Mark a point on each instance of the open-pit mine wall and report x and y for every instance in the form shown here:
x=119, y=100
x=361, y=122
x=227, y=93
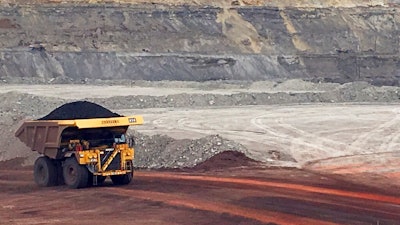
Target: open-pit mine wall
x=156, y=42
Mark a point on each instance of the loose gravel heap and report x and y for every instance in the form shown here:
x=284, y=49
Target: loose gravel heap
x=160, y=151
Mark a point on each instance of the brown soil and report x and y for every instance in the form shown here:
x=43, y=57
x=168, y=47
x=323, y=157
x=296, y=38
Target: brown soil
x=234, y=196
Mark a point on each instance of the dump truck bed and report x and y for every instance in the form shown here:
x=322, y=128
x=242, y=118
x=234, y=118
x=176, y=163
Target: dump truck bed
x=44, y=136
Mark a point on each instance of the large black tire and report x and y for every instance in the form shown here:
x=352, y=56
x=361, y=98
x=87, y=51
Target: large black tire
x=75, y=175
x=45, y=172
x=122, y=179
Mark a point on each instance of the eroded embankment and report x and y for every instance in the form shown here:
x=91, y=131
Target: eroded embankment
x=158, y=42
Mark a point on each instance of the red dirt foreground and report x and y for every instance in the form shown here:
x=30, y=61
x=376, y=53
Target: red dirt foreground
x=227, y=189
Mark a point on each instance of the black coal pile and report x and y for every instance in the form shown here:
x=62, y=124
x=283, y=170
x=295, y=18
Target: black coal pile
x=79, y=110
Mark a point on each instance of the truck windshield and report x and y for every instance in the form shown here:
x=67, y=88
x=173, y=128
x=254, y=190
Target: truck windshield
x=120, y=139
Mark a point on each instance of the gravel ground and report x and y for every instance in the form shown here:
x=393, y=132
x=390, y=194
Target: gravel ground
x=160, y=151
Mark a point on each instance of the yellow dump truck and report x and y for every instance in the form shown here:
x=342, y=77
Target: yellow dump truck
x=81, y=152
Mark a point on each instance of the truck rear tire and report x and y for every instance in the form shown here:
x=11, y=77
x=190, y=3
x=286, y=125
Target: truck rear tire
x=122, y=179
x=75, y=175
x=45, y=172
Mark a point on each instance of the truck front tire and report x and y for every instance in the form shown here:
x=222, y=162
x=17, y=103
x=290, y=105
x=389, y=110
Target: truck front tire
x=75, y=175
x=45, y=172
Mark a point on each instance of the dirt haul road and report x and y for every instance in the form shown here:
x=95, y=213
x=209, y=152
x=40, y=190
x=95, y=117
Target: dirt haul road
x=250, y=195
x=347, y=152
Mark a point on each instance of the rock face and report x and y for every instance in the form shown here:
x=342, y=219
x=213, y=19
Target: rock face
x=199, y=43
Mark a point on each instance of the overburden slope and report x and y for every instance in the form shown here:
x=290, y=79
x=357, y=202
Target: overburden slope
x=239, y=40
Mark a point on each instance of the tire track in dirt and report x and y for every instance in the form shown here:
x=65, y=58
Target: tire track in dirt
x=264, y=216
x=267, y=184
x=373, y=207
x=361, y=141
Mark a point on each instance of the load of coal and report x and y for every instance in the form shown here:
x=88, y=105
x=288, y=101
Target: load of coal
x=79, y=110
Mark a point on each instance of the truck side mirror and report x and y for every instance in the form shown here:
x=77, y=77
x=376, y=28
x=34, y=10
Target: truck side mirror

-------

# About this task:
Transcribe the records above exactly, excluding every picture.

# Solution below:
Mark a point on each instance of the open-pit mine wall and report x and y for every instance in the form shown here:
x=119, y=100
x=361, y=122
x=227, y=93
Target: open-pit mine wall
x=156, y=42
Mark a point on each instance of the loose gravel heap and report x and y for every instance in the form shown here:
x=284, y=49
Target: loose gravel heap
x=160, y=151
Mark a point on each instance of the brown soil and report x and y for every instance in the form shown here:
x=43, y=57
x=168, y=47
x=323, y=157
x=296, y=38
Target: brown soil
x=234, y=196
Mark a point on each instance of the dump truck bed and report x and y for every instance in the form shown here:
x=322, y=128
x=242, y=118
x=234, y=118
x=176, y=163
Target: dump truck bed
x=44, y=136
Mark a point on each instance of the large black tire and report x and y for every instance in the form shown here:
x=352, y=56
x=361, y=98
x=87, y=51
Target: large black tire
x=75, y=175
x=45, y=172
x=122, y=179
Mark a point on each instance of the eroded embankment and report x and y for every instance in the form shown here:
x=91, y=131
Target: eroded embankment
x=158, y=42
Mark a point on each instance of the red dirt foreground and report x and y for every instance in the form shown here:
x=30, y=61
x=376, y=53
Target: red dirt foreground
x=227, y=189
Mark a point on each instance of the black coal pile and report x and y for every instance in the form shown here:
x=62, y=124
x=283, y=170
x=295, y=18
Target: black coal pile
x=79, y=110
Mark a point on each instance of the truck windshield and report x and y for every instance in the form shown here:
x=67, y=88
x=173, y=128
x=254, y=190
Target: truck windshield
x=120, y=139
Mark a point on each instance of the gravel ground and report x and y for every instance in the form shown here:
x=393, y=132
x=390, y=194
Target: gravel ground
x=160, y=151
Mark a point on each instance of the yellow dump truck and report x and y for every instance in the form shown here:
x=342, y=77
Target: yellow dump truck
x=81, y=152
Mark a point on each instance of the truck rear tire and report x and y for every instance in the form shown here:
x=11, y=77
x=190, y=3
x=286, y=125
Target: truck rear tire
x=122, y=179
x=75, y=175
x=45, y=172
Mark a point on each instance of the truck front tire and report x and y for every instance in the form shown here:
x=222, y=162
x=17, y=103
x=290, y=105
x=389, y=110
Target: truck front tire
x=75, y=175
x=45, y=172
Mark a point on each instance of the dirt haul road and report x and y for every instance in the form shown here:
x=95, y=213
x=209, y=152
x=40, y=190
x=95, y=117
Target: dirt haul road
x=250, y=195
x=347, y=152
Mark a point on each instance of the rock face and report x and y for every instance in the form shown here:
x=342, y=219
x=213, y=19
Target: rock face
x=199, y=43
Mark a point on each instance of the overburden slope and report x and y for every instance in the form shown here:
x=290, y=79
x=357, y=202
Target: overburden slope
x=239, y=40
Mark a point on each instance of the tire track in dirt and report x and y for every instance in the form shown here:
x=65, y=58
Target: tire track in dirt
x=264, y=216
x=267, y=184
x=373, y=207
x=361, y=141
Mark a point on each instance of the load of coal and report x and y for every instance in the form shown here:
x=88, y=105
x=288, y=101
Target: load of coal
x=79, y=110
Mark a point on each instance of the truck side mirror and report x and y for every instance in the form shown here:
x=77, y=77
x=376, y=28
x=34, y=10
Target: truck side mirror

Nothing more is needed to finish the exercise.